─── Text to read ───
In power systems the total generation must be continuously adjusted to the load demand and keep frequency variation within the range foreseen by the Grid Codes (e.g., ±20 mHz for the interconnected system of ENTSO-E). The stochastic nature of wind and the uncontrollability of wind power makes the adjustment of generation to the load difficult since it is undertaken by thermal and hydro generators (and the interconnection transmission lines, if any). Large wind penetration requires increased regulating power (mainly in the level of secondary regulation), i.e., increased spinning reserves. This requirement is expected to increase the cost of the necessary ancillary services to guarantee secure system operation [8]. Due to the large time constants of WTGs they can hardly contribute to primary regulation but the contribution to the secondary regulation is possible and should be further investigated as a measure to improve security in the case of large penetration [6]. Such regulation strategies are already an option for large WFs in countries with high wind penetration (Germany and Denmark). Technically, it is possible for modern WTGs to adjust their production according to commands by the EMS through fast pitch actions, switched loads or speed regulation for WTGs operating at variable speed. This prospect gives rise to a number of important questions, for instance: who will be establishing and financing data acquisition and remote control facilities as such? who will be paying for the lost production? Who will be refunding the loss if the production margin is lowered before a particular time of operation–resulting in the wind turbine owner being unable to deliver the production offered to the exchange? How will the priority between several wind farms be administrated–whose production is going to be restricted? An alternative for effective frequency regulation would be the increase of peaking power plants and the use of pump storage hydros coordinating with the WFs. Finally, it should be noticed that the “load following” related problems are the most severe ones and constitute the most restricting factor for the large wind power penetration.
─── Information supplied ───
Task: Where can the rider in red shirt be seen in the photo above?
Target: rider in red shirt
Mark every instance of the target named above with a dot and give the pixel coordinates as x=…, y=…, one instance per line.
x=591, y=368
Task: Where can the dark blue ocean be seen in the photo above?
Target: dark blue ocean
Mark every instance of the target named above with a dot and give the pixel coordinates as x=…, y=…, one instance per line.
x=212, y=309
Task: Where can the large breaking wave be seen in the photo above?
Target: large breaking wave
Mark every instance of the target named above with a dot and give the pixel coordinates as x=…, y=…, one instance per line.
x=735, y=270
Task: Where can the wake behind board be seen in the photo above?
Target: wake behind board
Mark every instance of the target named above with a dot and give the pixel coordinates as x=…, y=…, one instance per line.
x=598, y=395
───
─── Information supplied ───
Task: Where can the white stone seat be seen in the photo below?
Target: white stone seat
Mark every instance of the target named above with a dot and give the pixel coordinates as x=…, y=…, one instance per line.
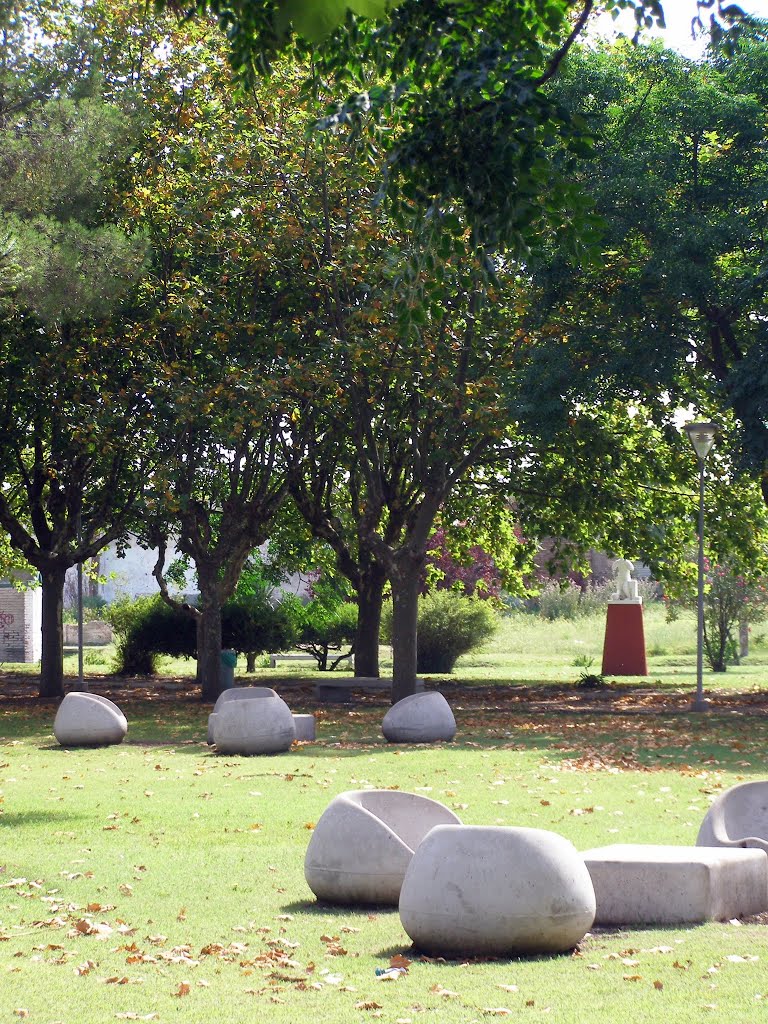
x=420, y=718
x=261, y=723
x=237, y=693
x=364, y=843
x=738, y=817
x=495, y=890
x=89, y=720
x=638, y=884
───
# Exercise instructions:
(A) Extract the full passage on wind power and frequency regulation, word for word.
(B) Copy verbatim the lines of the records between the line holding "Task: Where can the rider" and the line holding "x=212, y=309", inclusive.

# Answers by task:
(A)
In power systems the total generation must be continuously adjusted to the load demand and keep frequency variation within the range foreseen by the Grid Codes (e.g., ±20 mHz for the interconnected system of ENTSO-E). The stochastic nature of wind and the uncontrollability of wind power makes the adjustment of generation to the load difficult since it is undertaken by thermal and hydro generators (and the interconnection transmission lines, if any). Large wind penetration requires increased regulating power (mainly in the level of secondary regulation), i.e., increased spinning reserves. This requirement is expected to increase the cost of the necessary ancillary services to guarantee secure system operation [8]. Due to the large time constants of WTGs they can hardly contribute to primary regulation but the contribution to the secondary regulation is possible and should be further investigated as a measure to improve security in the case of large penetration [6]. Such regulation strategies are already an option for large WFs in countries with high wind penetration (Germany and Denmark). Technically, it is possible for modern WTGs to adjust their production according to commands by the EMS through fast pitch actions, switched loads or speed regulation for WTGs operating at variable speed. This prospect gives rise to a number of important questions, for instance: who will be establishing and financing data acquisition and remote control facilities as such? who will be paying for the lost production? Who will be refunding the loss if the production margin is lowered before a particular time of operation–resulting in the wind turbine owner being unable to deliver the production offered to the exchange? How will the priority between several wind farms be administrated–whose production is going to be restricted? An alternative for effective frequency regulation would be the increase of peaking power plants and the use of pump storage hydros coordinating with the WFs. Finally, it should be noticed that the “load following” related problems are the most severe ones and constitute the most restricting factor for the large wind power penetration.

(B)
Task: Where can the rider in red shirt be seen in the photo above?
Target: rider in red shirt
Mark every instance of the target named above with a dot and give the pixel coordinates as x=…, y=…, one instance per line.
x=591, y=368
Task: Where can the dark blue ocean be seen in the photo above?
Target: dark blue ocean
Mark every instance of the target named above with a dot and give the pixel coordinates as x=…, y=…, one instance per line.
x=212, y=309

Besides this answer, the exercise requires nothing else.